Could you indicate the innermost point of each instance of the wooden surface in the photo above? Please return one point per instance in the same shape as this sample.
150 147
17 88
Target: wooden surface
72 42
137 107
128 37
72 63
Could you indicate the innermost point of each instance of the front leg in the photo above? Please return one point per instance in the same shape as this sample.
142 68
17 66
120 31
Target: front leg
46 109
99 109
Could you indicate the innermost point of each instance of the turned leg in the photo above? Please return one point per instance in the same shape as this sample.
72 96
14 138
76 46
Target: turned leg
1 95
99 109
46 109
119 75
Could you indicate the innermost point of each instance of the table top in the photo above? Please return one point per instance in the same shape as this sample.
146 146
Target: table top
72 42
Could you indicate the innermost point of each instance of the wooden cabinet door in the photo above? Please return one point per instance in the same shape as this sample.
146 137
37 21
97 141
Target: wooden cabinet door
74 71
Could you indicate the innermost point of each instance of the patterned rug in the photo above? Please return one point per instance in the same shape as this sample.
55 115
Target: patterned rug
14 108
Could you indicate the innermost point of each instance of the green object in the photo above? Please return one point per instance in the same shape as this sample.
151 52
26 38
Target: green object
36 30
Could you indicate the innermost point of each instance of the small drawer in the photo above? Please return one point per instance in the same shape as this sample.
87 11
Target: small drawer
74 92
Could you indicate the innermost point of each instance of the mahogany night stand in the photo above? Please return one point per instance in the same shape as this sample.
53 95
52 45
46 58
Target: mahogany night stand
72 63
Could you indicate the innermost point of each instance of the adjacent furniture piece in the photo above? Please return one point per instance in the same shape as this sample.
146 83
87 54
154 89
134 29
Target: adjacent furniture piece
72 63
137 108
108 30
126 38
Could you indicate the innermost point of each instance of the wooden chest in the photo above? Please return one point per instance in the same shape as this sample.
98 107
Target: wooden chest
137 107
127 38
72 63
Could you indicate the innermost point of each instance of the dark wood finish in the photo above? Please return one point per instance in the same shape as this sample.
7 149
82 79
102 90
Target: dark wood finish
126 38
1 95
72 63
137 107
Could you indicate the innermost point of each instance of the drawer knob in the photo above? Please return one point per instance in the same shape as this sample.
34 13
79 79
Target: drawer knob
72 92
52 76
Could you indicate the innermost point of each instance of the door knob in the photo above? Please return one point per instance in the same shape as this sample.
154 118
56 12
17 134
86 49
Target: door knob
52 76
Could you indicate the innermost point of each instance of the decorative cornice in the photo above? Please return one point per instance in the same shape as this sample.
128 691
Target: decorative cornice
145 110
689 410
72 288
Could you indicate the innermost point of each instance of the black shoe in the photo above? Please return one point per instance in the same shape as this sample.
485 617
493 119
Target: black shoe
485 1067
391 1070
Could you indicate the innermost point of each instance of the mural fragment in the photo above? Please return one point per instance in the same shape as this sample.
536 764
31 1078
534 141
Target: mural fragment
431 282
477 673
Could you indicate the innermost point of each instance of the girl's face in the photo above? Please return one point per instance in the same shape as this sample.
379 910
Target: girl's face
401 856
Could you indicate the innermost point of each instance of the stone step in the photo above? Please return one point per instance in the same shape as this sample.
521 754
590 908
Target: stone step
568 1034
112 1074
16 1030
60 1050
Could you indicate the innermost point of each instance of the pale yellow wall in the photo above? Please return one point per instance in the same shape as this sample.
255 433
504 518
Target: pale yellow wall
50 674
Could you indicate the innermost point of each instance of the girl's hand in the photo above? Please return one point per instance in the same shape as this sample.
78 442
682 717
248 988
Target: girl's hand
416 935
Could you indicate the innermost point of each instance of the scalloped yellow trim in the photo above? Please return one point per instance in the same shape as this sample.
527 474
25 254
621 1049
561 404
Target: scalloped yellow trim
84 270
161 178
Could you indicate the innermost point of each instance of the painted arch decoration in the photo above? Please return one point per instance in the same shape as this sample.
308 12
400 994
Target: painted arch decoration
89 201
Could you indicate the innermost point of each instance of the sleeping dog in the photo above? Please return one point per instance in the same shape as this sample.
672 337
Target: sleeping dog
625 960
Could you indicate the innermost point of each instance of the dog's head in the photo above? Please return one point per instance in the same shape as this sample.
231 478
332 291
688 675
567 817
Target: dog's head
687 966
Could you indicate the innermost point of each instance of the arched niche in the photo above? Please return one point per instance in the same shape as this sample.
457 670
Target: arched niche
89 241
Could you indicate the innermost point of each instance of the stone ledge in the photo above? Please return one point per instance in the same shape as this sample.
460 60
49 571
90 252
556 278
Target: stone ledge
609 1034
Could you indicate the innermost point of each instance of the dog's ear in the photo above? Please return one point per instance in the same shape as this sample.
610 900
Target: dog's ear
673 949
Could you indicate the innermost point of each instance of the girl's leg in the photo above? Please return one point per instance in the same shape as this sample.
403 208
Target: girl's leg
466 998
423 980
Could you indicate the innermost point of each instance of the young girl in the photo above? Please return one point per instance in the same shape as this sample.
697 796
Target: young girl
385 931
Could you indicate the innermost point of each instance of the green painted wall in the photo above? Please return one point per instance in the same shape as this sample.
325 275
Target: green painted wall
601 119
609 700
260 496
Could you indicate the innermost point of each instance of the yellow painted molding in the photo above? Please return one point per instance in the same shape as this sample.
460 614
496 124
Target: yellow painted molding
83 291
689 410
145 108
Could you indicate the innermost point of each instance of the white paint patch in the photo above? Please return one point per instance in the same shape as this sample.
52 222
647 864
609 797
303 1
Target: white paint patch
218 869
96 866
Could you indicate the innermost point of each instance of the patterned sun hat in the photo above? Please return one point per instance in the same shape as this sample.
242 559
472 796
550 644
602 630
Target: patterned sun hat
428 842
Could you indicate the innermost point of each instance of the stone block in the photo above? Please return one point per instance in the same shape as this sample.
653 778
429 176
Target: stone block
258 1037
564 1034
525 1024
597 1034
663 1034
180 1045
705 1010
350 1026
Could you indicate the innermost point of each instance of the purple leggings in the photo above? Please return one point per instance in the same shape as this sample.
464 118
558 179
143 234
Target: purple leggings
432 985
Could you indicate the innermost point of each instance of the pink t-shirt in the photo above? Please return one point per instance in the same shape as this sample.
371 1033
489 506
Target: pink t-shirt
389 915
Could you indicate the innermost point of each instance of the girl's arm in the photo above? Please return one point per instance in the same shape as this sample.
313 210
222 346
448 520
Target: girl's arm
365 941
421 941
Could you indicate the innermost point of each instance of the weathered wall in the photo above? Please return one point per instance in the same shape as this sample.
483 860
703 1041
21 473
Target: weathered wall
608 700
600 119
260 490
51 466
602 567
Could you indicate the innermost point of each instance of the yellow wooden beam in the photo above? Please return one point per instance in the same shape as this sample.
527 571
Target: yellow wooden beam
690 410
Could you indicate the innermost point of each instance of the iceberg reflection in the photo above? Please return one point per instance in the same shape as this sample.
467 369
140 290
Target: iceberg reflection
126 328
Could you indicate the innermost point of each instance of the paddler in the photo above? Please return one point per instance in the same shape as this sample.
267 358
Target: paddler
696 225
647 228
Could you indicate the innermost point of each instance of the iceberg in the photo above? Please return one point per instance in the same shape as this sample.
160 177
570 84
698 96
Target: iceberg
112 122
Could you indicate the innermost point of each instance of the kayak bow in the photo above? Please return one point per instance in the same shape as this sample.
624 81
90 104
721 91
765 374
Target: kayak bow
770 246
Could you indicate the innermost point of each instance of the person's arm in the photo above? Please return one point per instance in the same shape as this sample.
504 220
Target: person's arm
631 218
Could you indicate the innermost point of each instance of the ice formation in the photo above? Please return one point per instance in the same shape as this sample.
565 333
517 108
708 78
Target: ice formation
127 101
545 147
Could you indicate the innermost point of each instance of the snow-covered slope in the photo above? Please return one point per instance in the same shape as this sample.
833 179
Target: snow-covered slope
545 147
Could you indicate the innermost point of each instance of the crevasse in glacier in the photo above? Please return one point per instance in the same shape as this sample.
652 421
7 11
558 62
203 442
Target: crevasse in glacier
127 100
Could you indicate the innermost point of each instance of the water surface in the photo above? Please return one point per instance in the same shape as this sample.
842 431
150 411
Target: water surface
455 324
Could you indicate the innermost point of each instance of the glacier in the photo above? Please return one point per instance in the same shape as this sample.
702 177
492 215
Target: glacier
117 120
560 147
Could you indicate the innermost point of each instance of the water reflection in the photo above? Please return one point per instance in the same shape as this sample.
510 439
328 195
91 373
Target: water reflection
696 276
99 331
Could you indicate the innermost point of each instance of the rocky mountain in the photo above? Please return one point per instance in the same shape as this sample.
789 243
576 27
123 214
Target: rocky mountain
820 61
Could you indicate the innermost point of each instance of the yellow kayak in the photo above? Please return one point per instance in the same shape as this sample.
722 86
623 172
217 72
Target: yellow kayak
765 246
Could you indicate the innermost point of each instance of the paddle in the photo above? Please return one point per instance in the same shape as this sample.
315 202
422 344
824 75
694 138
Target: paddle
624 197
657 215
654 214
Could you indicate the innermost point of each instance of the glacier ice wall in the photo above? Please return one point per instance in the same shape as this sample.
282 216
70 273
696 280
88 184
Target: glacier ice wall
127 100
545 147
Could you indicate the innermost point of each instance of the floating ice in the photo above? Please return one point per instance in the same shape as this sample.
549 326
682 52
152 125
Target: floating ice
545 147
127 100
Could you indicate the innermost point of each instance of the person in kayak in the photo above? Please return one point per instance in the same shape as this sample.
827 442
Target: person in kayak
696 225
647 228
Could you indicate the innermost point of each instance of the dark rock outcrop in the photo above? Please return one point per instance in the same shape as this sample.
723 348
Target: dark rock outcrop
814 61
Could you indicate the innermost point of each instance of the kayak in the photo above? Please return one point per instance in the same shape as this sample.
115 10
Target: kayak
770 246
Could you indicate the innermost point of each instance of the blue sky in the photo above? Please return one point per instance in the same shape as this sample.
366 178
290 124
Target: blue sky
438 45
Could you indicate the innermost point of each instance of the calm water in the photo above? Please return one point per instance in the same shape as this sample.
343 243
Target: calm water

» Written problem:
Return, word for word, every line of the records from the line containing "the kayak in" through the final line of the records, including both of those lines.

» Task result:
Could you indicate the innermost point of each instance of the kayak in the photo above? Please return one point per instance in the same shape as this sample.
115 10
Target: kayak
770 246
Could you indicate the innermost point of each instance of the blue sky in the photo above? Please return one point per instance in the same shape as this sample.
366 178
290 124
Target: blue sky
438 45
Could you indicate the innermost point of each instance of the calm water in the photo above? Please return one point per instance in the same shape as this sample.
343 243
Target: calm water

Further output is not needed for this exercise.